> **Source passage**:
I know that I have been hammering away about grading in the new classroom, student responsibility, and faculty resisting substantive change to the way they teach and therefore use grades, but I’m doing it again here, because of an amazing class yesterday during which I watched my students connect with one another in authentic, deep-learning ways.
Lanny Arvan’s excellent post on personal responsibility in the face of our full-on financial crisis, and what it should mean to us and our students, reminds me of something Harry Matthews said in his “Excellence without a Soul” speech here a couple of months ago (and in his book): academic institutions have basically abdicated the responsibility to teach integrity, to teach values, to talk about the pressing questions of being human right now right here as we mentor our students along their way to responsible citizenship. We are distracted by our own research. By the lack of time. We complain that here isno time for anything, not as things stand now with our major requirements for graduation, our singular focus on only whatare doing in our own classrooms. We’re afraid to change. We’re afraid of change.
One of my students in a recent post wrote,
Indeed. If we do not give our students time and space to contextualize their learning, time to contemplate who they are and what they are doing, then how do we expect them to do anything but find the quickest avenues to “success” ?
Lanny writes:
It takes time and a concerted effort to help students to slow down, as Mark Edmundson also urges, though I do not agree with his top-down approach. I want them to come to these conclusions themselves, together, looking at one another across the circle, listening, and entering the contact zones, wrestling for themselves with the questions of whether to have laptops in class, for instance, or how grades are going to figure into the learning experience. Have we forgotten the whole student?
I have written a bit about my current creative writing class, about the fabulous work they have done in multimedia expression, and just now in creative nonfiction, and some, too, about how long it has taken them to come together as a group, to trust one another, to open up to one another–to trust me and this process of participating in a learning community where learning to read one another’s work-in-progress and commenting on it is an important part of the course. I’ve blogged about the shift I have seen lately, how they are now coming together. They are beginning to care about each other as writers, and as complex people, not just fellow students who happen to be taking the same class.
Our three-part conversation about grading has played a role in this shift, I believe. During the initial discussion we decided upon the areas that should be assessed: risk, effort, improvement and quality.
During the second conversation, we discussed percentages to be given each of those areas, as well as how to consider the individual’s writing, and the individual’s contributions to the group, and the balance of self-assessment and outside assessment.
Yesterday we voted on the percentages to be given to each area.

> **The request**: Write out the part of the grading post between "I have written" and "the same class.", inclusive, word for word. None of the items are needed for this.

[A block of data]

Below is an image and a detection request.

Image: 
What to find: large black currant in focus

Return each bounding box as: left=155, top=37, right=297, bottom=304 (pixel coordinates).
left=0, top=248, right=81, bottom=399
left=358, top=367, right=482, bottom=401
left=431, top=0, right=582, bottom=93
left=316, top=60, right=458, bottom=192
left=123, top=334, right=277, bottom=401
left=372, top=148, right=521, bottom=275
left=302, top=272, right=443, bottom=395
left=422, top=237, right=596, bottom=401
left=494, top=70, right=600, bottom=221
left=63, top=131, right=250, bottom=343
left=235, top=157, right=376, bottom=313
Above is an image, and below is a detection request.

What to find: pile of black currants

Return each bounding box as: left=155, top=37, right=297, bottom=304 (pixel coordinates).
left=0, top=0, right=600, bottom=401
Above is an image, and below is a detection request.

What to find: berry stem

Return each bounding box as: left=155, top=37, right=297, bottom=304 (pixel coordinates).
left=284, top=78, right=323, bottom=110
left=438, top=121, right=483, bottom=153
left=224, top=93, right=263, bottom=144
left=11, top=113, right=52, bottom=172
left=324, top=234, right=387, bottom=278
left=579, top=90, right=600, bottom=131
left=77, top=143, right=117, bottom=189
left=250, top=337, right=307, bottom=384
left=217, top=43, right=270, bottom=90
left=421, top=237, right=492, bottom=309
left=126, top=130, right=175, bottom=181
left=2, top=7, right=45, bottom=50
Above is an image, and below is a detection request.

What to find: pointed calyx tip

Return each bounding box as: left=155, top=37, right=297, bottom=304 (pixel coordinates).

> **Answer to the task**:
I have written a bit about my current creative writing class, about the fabulous work they have done in multimedia expression, and just now in creative nonfiction, and some, too, about how long it has taken them to come together as a group, to trust one another, to open up to one another–to trust me and this process of participating in a learning community where learning to read one another’s work-in-progress and commenting on it is an important part of the course. I’ve blogged about the shift I have seen lately, how they are now coming together. They are beginning to care about each other as writers, and as complex people, not just fellow students who happen to be taking the same class.